TEXT SHOWN:
◇ ◇ ◇ ◇ ◇
I’ve never been a social media kind of person but I’ve been enjoying my time on steemit so far. I’ve even found myself thinking about articles to write and one kept coming to me as I looked over all my preps and that was food after the collapse.
Now I don’t mean how you cook as in what type of method you use specifically; open fire, armish stove, solar oven, propane heater etc. I’m talking about the actual cooking.
I’m lucky. I was taught to cook by my Dad and I was at school when cooking was still on the teaching schedule (and I mean actual cooking from scratch not how to microwave meals) so I learnt the basics in cooking and baking. Because I was taught this from a young age it came as a shock to me time and again that so many of my friends over the years couldn’t cook even basic meals. I eventually came to accept that and get over random texts from friends asking how to solve a kitchen issue but I got a shock again when I started to become a serious prepper at how many preppers didn’t and couldn’t cook.
◇ ◇ ◇ ◇ ◇
RECORD SET:
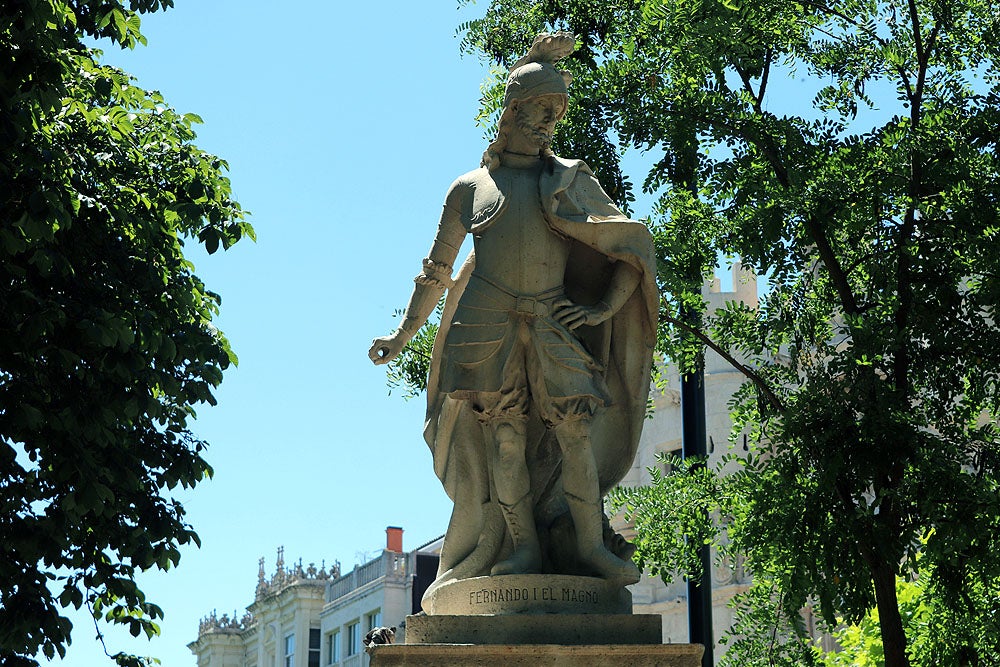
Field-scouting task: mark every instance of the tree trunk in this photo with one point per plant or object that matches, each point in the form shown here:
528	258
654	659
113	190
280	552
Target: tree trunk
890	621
◇ ◇ ◇ ◇ ◇
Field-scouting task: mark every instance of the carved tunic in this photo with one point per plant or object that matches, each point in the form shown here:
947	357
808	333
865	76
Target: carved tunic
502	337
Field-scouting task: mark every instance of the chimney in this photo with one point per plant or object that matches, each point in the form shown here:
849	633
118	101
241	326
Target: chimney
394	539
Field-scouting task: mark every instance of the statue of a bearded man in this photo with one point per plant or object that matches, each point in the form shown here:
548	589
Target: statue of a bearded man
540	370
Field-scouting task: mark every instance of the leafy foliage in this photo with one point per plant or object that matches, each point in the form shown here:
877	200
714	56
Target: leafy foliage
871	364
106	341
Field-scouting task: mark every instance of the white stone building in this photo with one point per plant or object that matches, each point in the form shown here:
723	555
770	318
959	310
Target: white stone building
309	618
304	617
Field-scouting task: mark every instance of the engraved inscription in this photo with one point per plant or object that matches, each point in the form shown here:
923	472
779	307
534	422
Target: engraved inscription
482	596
◇ ◇ ◇ ◇ ◇
WORK INSTRUCTIONS:
Return, word for word, the portion of the post about cooking after the collapse that opens with the words containing "I’ve never been" and closes with "the actual cooking.".

RESULT BELOW:
I’ve never been a social media kind of person but I’ve been enjoying my time on steemit so far. I’ve even found myself thinking about articles to write and one kept coming to me as I looked over all my preps and that was food after the collapse.
Now I don’t mean how you cook as in what type of method you use specifically; open fire, armish stove, solar oven, propane heater etc. I’m talking about the actual cooking.